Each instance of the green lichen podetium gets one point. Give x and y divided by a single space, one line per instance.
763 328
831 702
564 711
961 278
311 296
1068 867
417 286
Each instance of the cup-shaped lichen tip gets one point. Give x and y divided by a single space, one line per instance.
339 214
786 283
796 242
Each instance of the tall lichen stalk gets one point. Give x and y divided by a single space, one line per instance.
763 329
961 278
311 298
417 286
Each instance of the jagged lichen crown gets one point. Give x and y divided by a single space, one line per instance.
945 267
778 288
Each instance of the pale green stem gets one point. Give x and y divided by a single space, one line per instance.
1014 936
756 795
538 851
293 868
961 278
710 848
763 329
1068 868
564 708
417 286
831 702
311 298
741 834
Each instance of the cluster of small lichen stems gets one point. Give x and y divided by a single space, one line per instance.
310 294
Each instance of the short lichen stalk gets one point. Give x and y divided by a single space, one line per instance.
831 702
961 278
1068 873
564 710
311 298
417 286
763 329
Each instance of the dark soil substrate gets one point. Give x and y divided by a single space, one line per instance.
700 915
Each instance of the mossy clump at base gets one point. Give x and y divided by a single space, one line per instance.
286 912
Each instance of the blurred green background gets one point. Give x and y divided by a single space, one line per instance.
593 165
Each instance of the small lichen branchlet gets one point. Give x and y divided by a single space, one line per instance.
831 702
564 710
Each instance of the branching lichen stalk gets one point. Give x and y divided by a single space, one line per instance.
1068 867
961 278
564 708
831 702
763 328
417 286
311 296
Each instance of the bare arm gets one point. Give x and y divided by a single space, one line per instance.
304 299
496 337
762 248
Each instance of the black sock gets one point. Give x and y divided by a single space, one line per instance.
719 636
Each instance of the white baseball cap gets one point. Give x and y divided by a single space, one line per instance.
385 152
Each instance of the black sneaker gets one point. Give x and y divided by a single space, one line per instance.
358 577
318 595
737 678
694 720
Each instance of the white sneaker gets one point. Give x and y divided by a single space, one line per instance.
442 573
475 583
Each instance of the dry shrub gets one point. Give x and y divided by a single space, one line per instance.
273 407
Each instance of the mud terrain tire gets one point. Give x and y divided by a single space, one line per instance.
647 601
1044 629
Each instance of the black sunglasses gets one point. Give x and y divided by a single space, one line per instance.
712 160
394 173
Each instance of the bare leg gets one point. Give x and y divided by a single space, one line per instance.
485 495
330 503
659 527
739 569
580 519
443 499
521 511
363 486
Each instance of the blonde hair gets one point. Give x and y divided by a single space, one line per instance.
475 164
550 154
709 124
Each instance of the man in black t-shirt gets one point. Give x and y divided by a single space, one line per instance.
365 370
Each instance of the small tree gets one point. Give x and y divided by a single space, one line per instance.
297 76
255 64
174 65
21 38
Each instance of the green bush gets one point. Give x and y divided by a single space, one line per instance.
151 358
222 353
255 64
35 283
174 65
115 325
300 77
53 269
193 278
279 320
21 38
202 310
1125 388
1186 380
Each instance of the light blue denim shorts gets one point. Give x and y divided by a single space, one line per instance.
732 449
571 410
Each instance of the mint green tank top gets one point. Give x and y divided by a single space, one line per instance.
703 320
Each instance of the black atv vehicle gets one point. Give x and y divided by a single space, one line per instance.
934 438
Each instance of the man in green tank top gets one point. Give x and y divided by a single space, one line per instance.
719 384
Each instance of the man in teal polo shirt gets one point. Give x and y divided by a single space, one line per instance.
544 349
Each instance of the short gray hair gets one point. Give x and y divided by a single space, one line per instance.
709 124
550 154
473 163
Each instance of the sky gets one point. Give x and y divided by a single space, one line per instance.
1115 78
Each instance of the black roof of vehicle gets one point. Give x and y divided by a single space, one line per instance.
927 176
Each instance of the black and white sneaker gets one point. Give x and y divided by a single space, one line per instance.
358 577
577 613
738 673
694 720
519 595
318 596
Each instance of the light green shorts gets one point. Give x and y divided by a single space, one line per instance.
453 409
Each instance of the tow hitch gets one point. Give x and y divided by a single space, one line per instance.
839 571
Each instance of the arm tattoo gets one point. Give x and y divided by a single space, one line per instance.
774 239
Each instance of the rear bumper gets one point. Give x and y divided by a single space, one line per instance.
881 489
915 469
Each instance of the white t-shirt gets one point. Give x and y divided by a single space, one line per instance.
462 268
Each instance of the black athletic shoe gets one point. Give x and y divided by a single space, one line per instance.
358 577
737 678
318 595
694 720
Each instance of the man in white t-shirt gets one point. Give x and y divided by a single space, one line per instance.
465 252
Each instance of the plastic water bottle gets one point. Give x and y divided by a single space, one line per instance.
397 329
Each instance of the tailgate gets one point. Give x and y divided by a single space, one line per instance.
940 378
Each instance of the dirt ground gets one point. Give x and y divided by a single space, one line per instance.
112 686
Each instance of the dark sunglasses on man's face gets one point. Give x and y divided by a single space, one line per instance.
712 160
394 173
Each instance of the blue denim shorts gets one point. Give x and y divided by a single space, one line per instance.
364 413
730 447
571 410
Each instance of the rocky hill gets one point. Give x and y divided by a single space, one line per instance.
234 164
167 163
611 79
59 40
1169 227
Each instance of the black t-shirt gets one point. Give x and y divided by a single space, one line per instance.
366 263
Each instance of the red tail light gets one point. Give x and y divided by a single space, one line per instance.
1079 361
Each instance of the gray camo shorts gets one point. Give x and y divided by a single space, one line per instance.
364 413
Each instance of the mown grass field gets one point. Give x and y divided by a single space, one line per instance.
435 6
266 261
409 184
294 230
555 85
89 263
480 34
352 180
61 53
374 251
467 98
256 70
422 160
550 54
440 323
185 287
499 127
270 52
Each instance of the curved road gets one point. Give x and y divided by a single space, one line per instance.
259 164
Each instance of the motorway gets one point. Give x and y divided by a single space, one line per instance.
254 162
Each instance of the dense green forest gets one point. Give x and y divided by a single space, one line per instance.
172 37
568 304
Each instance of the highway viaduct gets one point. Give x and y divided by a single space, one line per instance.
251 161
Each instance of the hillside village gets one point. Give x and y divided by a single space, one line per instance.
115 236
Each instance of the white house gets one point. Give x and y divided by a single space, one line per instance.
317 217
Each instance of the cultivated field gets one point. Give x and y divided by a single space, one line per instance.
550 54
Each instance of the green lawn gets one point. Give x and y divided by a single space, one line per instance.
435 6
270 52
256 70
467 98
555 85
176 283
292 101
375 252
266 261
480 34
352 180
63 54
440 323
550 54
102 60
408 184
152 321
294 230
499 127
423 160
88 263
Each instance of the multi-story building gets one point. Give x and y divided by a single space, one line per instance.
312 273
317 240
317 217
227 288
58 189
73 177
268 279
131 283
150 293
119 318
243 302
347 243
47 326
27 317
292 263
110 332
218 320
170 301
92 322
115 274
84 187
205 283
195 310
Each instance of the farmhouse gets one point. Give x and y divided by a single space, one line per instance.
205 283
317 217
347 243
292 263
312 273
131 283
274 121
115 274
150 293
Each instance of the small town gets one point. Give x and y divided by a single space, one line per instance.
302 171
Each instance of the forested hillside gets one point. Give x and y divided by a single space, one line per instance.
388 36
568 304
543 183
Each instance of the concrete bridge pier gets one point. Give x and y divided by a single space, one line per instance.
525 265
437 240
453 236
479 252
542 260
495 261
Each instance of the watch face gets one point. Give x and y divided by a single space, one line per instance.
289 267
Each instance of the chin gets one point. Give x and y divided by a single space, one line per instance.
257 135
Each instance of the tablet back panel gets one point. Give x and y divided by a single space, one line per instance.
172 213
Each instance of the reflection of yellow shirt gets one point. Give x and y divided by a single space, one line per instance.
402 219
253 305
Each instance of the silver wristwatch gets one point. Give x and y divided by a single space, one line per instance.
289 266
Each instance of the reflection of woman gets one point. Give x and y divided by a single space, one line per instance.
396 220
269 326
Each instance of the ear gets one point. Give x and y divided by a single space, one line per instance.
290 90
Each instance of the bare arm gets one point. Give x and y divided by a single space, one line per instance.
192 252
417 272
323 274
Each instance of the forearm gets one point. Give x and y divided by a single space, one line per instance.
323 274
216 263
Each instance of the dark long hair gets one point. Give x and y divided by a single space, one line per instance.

## EXERCISE PROMPT:
Please quote nothing but the lines from the line with "Each instance of the chin" through the end of the data above, exactly as written, ends included.

## TASK RESULT:
Each instance of the chin gets one point. Give x and y divided by a single space, one line per instance.
257 135
Each instance of the tablet back panel gets one point. Give x and y divided by a single space, one line per instance.
172 213
Each instance of the reflection of yellow shirt gets one point. Give x and y divided by a single space, one line per instance.
402 219
253 305
Each instance of the silver wristwatch gets one point. Give x and y divided by a single space, one line per instance.
289 266
Each instance of the reflection of woman gets one point. Give x and y divided by a single space, one line per instance.
396 220
269 326
Each instance of the ear gets one point. Give x and y divided by a single space, one line per instance.
290 90
Each instance of the bare arm gets one point. Give x and y divided by a single space, one line per instance.
192 252
417 272
323 274
Each instance of the forearm gets one point. Give x and y divided by a single space, one line per instance.
323 274
216 263
Each instance of the dark long hair gets one point. Give x and y divided by a single space, one line per instance.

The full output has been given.